◆ Reading passage:
---+---

There’s an age-old saying about the sun always rising tomorrow, no matter what happened today. It seems the past few months have, among other things, proved that to be a complicated comfort, at best. It took until May 11 for the state to rescind its restriction on dine-in eating, but even then it was a choice worth chewing over for most.
Despite the business she’d missed out on — a May usually filled with revenue from graduation parties and tourism travel, on top of the already healthy bottom line — Eldridge deliberated heavily the decision to reopen Doe’s to the limited capacity allowed by the governor’s directive. She decided it wasn’t in the best interest of her nor her team.
“My main goal is to keep my staff safe and healthy and to do my part for our community,” she says, adding that she wanted to see how the state’s share of confirmed cases was affected by its movement into Phase One of reopening. “I’m just listening to the governor every day and making decisions on what I’m hearing and what my gut’s telling me.”
Harding jumped at the chance to bring Cache back, opening its doors to the 33 percent capacity guideline on the first day he was allowed to do so, fortunate for a larger venue with which to safely and usefully conduct business.

The Library Kitchen + Lounge staff providing safe service through a pick-up window.

---+---

◆ Supplied data:
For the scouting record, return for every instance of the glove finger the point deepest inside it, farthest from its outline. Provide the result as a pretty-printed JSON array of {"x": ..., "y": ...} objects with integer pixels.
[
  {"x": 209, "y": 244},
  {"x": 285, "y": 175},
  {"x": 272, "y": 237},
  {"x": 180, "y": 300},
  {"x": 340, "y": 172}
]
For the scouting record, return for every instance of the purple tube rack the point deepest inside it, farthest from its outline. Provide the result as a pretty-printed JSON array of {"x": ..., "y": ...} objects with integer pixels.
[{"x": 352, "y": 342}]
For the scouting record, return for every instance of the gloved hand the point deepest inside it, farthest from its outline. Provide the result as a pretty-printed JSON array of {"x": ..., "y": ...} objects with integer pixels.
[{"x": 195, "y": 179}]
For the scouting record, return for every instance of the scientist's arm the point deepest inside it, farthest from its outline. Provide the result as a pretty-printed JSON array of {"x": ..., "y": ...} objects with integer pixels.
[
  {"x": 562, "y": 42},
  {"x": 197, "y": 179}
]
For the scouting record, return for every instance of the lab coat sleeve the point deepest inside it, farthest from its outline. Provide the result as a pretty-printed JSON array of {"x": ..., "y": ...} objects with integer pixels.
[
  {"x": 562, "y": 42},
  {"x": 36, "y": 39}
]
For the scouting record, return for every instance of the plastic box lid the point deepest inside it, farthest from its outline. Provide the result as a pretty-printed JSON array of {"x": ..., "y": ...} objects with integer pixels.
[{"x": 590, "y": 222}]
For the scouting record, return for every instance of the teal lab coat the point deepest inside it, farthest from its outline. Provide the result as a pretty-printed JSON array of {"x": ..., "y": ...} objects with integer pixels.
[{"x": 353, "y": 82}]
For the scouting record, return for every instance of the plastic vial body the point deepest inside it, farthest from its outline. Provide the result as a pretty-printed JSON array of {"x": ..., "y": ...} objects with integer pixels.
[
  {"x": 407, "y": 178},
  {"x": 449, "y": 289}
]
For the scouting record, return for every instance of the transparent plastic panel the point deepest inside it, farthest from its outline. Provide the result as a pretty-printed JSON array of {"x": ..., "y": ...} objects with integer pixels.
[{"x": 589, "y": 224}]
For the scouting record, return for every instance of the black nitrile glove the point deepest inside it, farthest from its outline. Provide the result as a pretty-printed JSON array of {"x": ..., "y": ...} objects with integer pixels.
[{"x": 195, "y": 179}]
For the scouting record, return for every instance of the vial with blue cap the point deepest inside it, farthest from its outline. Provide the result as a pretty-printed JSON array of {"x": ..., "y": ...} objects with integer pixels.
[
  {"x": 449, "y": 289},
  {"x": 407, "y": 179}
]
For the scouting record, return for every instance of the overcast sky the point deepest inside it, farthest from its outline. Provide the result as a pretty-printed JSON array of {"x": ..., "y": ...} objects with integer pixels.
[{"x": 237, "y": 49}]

---+---

◆ Using the information:
[1] Translate this sentence from the restaurant reopening article into Spanish: "She decided it wasn't in the best interest of her nor her team."
[2] Rewrite the part of the restaurant reopening article that begins with the words "Harding jumped at" and ends after "usefully conduct business.", replacing "venue" with "space".
The records come from a different source than the text.

◆ Task-by-task answers:
[1] Decidió que no era lo mejor ni para ella ni para su equipo.

[2]
Harding jumped at the chance to bring Cache back, opening its doors to the 33 percent capacity guideline on the first day he was allowed to do so, fortunate for a larger space with which to safely and usefully conduct business.